(Named object pointing entries)
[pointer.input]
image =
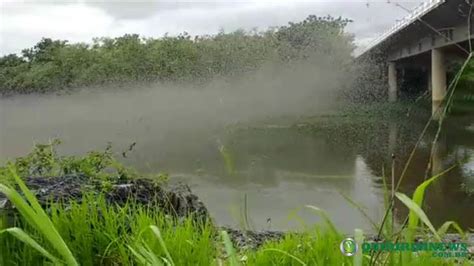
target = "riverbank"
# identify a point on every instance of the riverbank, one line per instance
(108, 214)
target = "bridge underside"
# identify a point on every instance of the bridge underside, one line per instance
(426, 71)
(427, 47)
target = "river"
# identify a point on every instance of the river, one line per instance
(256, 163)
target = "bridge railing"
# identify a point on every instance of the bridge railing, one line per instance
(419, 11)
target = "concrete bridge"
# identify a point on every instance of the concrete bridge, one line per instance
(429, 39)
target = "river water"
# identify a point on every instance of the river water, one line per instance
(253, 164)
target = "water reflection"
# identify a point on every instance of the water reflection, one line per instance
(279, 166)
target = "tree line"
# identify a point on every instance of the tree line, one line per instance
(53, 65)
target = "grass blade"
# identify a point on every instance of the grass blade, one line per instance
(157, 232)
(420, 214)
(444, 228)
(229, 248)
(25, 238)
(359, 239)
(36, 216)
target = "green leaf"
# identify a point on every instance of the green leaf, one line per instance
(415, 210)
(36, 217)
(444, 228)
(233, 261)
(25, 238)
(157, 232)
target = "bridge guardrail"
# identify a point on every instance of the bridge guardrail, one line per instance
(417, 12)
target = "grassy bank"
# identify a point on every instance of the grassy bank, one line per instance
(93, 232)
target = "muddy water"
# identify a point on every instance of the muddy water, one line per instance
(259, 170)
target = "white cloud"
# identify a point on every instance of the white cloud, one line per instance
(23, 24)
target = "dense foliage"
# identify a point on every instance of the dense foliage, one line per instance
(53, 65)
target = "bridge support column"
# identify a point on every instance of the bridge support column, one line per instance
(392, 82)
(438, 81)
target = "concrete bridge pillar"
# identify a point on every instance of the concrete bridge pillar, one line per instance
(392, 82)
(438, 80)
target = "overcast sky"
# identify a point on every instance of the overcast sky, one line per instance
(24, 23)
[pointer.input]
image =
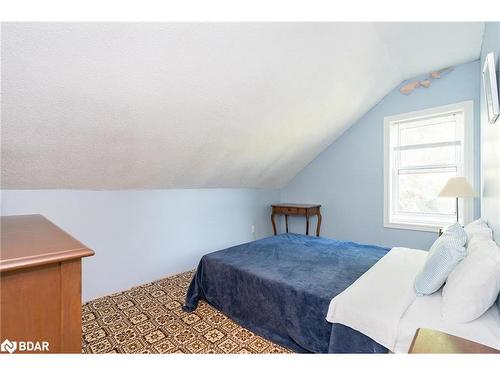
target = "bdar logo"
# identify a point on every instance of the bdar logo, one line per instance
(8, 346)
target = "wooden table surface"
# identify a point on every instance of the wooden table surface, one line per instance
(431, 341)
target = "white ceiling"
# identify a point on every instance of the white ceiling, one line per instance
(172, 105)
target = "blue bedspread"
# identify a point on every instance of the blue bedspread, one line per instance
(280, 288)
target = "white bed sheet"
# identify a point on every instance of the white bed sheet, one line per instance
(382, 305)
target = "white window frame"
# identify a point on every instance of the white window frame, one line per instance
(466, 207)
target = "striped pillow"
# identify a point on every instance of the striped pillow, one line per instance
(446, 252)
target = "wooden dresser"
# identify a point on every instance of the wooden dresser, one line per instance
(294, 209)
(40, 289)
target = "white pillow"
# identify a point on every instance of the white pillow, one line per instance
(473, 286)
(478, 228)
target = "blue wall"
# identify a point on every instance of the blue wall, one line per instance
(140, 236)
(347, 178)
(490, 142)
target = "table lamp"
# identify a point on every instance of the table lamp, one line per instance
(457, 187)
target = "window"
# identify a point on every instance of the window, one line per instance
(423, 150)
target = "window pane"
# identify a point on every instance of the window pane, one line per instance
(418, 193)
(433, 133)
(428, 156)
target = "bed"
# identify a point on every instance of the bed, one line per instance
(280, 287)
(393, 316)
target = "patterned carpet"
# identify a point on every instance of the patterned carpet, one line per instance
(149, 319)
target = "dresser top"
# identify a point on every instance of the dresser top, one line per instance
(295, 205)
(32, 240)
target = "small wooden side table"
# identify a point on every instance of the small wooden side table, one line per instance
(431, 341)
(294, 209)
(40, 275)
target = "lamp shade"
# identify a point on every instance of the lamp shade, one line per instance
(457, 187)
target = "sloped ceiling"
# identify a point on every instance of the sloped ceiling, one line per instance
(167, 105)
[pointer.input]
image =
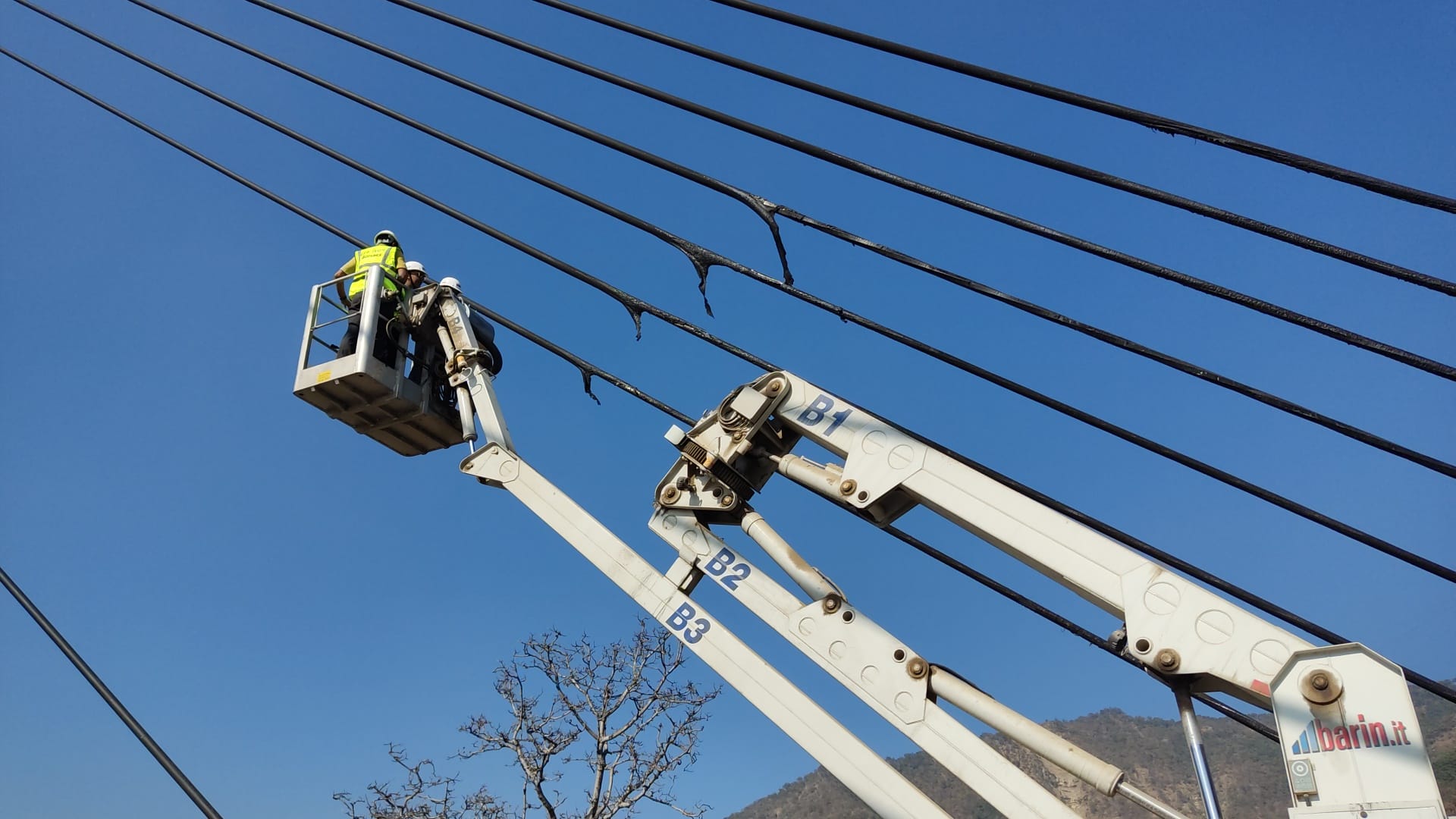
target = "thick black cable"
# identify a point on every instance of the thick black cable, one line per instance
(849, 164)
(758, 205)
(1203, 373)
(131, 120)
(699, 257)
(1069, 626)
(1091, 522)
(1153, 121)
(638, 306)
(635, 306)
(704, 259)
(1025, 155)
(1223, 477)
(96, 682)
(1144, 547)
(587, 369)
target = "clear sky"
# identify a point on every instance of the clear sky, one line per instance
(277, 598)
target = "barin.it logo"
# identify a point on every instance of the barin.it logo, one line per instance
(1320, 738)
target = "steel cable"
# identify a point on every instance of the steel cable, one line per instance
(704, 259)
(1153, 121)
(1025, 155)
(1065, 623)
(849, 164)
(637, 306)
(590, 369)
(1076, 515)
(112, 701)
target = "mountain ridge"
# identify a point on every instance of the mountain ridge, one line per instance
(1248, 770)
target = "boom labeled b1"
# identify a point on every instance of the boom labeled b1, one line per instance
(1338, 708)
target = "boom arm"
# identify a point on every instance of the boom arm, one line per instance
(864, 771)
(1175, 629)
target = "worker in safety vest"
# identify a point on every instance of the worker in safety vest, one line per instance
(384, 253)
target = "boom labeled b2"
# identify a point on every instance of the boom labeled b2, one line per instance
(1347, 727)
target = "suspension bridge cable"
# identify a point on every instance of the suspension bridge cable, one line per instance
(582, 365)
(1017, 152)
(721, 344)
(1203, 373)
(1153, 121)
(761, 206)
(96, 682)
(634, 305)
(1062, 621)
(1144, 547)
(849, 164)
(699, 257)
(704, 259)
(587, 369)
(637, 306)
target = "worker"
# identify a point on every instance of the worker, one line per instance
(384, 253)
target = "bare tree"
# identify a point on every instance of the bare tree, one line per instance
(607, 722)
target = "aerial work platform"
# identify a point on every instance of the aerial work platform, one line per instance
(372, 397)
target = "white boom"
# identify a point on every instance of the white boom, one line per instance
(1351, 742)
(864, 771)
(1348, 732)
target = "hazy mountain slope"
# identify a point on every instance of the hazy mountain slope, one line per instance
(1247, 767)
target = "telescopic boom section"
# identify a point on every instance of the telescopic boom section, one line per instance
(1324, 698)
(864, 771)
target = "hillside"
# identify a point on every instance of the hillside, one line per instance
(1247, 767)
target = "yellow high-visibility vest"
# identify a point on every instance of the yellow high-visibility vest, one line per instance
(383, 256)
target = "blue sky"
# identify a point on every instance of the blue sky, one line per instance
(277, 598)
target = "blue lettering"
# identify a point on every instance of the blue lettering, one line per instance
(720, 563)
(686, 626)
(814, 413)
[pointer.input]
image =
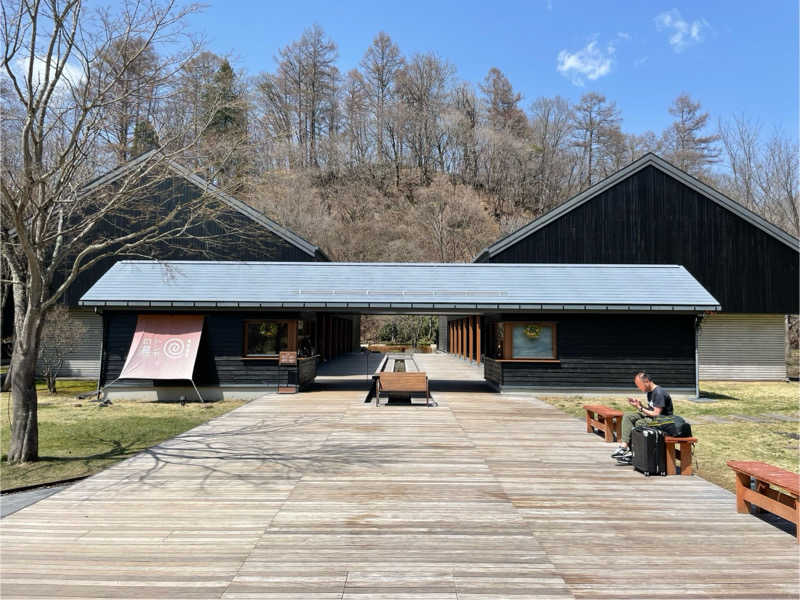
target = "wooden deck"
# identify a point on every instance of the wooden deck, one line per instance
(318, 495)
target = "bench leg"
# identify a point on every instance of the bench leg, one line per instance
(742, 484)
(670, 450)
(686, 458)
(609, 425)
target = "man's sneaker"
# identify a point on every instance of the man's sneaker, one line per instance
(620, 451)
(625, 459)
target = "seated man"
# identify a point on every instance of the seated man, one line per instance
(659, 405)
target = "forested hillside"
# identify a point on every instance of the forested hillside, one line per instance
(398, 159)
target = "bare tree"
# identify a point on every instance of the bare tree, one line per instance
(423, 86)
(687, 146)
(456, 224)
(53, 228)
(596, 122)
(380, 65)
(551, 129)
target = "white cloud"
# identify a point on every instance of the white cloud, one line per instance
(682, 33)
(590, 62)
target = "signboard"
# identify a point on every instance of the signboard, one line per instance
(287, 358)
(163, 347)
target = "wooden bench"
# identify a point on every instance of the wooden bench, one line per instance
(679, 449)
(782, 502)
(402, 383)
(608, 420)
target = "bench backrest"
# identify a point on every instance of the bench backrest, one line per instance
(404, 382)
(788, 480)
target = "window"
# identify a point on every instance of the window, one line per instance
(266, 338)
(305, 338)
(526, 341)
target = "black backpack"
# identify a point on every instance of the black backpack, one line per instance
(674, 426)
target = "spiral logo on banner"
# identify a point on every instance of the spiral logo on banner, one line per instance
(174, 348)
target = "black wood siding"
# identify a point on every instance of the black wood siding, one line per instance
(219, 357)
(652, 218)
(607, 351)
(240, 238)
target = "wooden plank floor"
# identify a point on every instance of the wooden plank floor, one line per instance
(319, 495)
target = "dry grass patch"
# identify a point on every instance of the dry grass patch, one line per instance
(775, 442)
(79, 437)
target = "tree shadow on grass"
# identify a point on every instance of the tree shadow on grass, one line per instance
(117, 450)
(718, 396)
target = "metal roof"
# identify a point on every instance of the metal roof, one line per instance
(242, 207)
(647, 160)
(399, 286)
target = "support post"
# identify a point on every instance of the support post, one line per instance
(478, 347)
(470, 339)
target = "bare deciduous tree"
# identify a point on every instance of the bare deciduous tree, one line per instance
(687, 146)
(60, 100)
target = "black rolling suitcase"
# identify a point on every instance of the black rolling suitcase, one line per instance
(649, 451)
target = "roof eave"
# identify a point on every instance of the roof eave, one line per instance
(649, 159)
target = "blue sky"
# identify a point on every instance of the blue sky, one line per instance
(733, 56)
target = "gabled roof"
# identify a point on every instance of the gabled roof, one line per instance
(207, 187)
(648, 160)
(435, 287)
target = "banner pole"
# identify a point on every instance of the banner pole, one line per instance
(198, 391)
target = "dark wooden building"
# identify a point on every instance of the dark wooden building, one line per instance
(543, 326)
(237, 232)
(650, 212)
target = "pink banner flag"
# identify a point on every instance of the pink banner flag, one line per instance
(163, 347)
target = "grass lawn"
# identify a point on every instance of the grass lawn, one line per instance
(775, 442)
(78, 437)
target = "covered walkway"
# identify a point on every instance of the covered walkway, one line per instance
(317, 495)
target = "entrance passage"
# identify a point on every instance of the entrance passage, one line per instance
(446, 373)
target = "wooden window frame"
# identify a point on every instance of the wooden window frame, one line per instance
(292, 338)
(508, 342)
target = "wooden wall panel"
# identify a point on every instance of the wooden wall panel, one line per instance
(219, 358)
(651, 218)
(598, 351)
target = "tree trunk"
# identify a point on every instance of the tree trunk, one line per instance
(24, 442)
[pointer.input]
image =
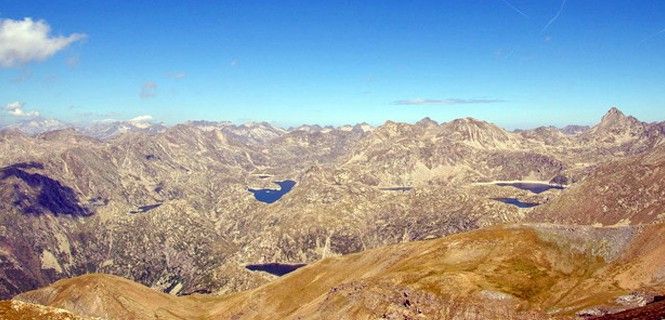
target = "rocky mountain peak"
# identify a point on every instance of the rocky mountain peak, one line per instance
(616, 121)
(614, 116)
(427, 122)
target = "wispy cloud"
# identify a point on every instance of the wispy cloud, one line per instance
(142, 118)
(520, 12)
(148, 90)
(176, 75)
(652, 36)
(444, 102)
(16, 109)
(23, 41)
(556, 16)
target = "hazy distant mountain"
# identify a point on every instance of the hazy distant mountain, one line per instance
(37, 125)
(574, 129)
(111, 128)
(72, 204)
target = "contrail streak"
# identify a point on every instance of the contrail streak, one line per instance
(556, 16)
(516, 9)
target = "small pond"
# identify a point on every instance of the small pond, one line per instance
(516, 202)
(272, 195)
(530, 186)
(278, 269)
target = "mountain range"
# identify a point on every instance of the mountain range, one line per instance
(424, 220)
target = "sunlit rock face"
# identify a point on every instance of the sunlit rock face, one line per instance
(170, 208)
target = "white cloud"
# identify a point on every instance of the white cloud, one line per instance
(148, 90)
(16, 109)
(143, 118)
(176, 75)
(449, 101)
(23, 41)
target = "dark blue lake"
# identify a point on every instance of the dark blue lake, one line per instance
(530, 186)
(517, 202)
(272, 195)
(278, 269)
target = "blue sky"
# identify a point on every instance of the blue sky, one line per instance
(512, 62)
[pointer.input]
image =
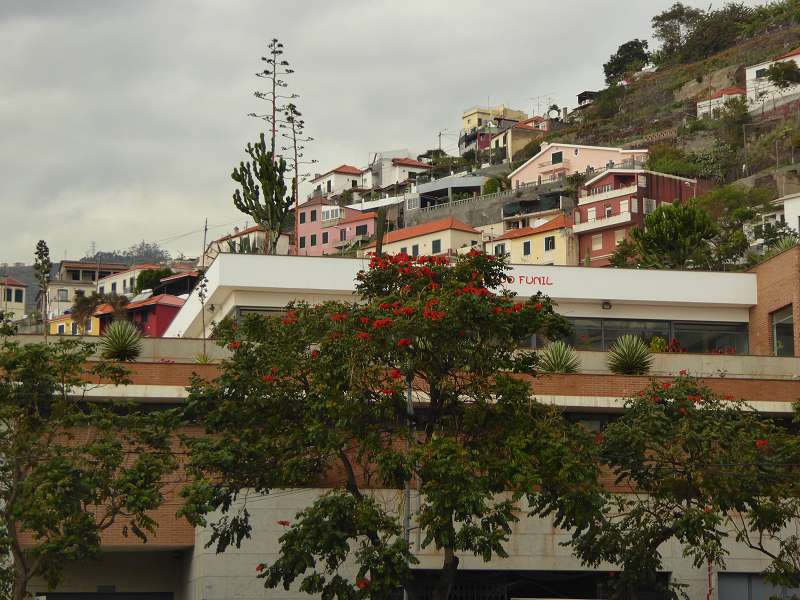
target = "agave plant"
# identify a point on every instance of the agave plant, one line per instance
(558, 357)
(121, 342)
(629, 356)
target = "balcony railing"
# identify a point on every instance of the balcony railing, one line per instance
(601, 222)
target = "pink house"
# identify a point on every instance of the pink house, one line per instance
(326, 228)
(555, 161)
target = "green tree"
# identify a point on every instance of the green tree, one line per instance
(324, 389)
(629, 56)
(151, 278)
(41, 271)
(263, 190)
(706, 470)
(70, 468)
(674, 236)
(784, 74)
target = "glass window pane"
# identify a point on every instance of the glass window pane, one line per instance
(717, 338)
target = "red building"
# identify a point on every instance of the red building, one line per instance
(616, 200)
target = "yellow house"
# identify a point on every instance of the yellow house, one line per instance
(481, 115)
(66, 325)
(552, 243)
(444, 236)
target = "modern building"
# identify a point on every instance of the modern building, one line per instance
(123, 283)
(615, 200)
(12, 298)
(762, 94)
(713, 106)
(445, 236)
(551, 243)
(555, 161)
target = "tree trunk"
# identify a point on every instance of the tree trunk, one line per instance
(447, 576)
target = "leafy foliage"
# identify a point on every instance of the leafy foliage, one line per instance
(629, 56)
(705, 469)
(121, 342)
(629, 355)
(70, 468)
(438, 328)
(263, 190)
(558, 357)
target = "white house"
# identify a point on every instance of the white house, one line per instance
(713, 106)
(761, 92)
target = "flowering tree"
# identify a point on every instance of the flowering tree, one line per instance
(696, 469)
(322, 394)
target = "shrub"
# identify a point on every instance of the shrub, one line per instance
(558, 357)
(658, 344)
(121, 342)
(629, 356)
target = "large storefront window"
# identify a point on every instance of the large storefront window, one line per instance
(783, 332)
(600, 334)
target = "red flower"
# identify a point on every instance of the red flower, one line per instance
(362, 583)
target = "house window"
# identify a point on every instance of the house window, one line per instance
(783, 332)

(THE EXERCISE)
Please show every line in the entries above that contains the string "flowering", copying each one in full.

(PROBLEM SOLUTION)
target = "flowering tree"
# identify a point on every instance of the flowering tree, one line per instance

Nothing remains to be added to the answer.